**Directive a**
Set down the listing lines exactly as they appear, beginning with the line that contains "Please mark the rope, one" and running through the final line of the listing.

**Text excerpt**
----------

Investors seeking to align their portfolios with climate science can be forgiven for experiencing a sharp sense of cognitive dissonance. In some respects, it has never been easier to be a sustainable investor: they can register for a sustainable investing platform; consult stock-or issuer-specific scorecards addressing every conceivable climate and social issue; and choose from ESG (Environment, Social, and Governance) funds of every stripe. But among this wealth of options, confusion abounds.
If a fund’s name includes ESG, what does that convey to investors about the way the fund’s managers consider or integrate ESG factors? How can investors compare different ESG funds when fund managers employ proprietary methodologies to account for ESG factors? And how to make sense of the various flavors of sustainability ratings that underpin this industry?
The sustainable investor’s predicament closely parallels that of consumers in the organic food aisle three decades ago. Even as demand for organic food swelled in the 1990s, the term “organic” remained unregulated which made it difficult for consumers to discern precisely what that word meant from one label to the next.
The similarities between the organic food and ESG investing movements run deeper. Both are fueled by a desire to address environmental concerns, whether by choosing foods that avoid pesticides’ adverse impacts on land and water systems (organic foods) or by favoring companies with credible plans to reduce their greenhouse gas emissions in line with climate science (ESG investing). Both movements are underpinned by an intention to align matters core to one’s long-term well-being—food and life savings—with one’s closely held principles.
But, these two movements also underscore that the road leading from the niche to the mainstream can be very bumpy indeed. When the market responds to exponential demand—whether for organic fruit or ESG funds—the initial results are frequently messy. A bounty of targeted products may flood the market to meet demand, but transparent standards are much slower to follow. It is in this interim period when the messiness becomes all too apparent: competing frameworks and certifications; customer confusion about the attributes of what they’re eating or investing in; fraudulent labeling or greenwashing; and, fueled by this disorder, a backlash against the underlying goals of the movements themselves.

----------

**Directive b**
In the text on ESG investing, why did consumers in the 1990s have trouble telling what "organic" meant from one label to the next?

[Point-based annotation data]
----------

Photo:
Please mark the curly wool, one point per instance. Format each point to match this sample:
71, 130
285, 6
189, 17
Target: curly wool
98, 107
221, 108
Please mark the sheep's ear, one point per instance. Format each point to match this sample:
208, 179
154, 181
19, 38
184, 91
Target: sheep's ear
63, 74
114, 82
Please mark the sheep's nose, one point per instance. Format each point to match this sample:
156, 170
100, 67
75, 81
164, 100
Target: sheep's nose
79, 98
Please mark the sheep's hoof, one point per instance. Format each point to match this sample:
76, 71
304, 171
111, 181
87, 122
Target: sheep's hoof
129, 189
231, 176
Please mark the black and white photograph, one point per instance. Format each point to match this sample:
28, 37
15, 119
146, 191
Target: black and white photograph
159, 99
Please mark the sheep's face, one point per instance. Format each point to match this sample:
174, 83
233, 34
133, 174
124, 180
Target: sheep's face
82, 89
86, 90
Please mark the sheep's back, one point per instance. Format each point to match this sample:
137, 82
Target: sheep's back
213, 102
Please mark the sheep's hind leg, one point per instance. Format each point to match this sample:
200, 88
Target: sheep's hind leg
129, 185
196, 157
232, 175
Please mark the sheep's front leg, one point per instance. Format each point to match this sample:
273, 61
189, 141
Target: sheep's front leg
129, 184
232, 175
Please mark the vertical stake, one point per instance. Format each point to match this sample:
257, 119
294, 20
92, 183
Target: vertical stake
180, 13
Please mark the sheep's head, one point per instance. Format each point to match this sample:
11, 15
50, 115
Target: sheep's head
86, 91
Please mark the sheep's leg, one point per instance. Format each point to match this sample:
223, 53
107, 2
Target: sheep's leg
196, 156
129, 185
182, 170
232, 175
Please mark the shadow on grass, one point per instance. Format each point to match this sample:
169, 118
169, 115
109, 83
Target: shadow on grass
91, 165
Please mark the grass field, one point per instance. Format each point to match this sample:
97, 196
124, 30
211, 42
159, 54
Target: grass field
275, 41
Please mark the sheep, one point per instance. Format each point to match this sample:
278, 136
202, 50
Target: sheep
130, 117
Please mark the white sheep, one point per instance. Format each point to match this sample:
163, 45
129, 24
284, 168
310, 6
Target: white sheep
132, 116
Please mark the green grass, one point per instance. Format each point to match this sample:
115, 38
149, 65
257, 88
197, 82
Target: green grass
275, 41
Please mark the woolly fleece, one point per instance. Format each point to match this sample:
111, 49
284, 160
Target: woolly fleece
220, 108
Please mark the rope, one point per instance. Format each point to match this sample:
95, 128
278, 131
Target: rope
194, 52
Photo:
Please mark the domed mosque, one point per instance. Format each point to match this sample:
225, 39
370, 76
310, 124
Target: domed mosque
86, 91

----------

**Final answer a**
Please mark the rope, one point per instance. Format each point to match this sample:
95, 128
278, 131
Target: rope
194, 52
Photo:
Please mark the domed mosque, one point per instance. Format each point to match this sample:
225, 39
370, 76
310, 124
Target: domed mosque
86, 91

**Final answer b**
Even as demand for organic food swelled in the 1990s, the term "organic" remained unregulated. That made it difficult for consumers to discern precisely what the word meant on each label.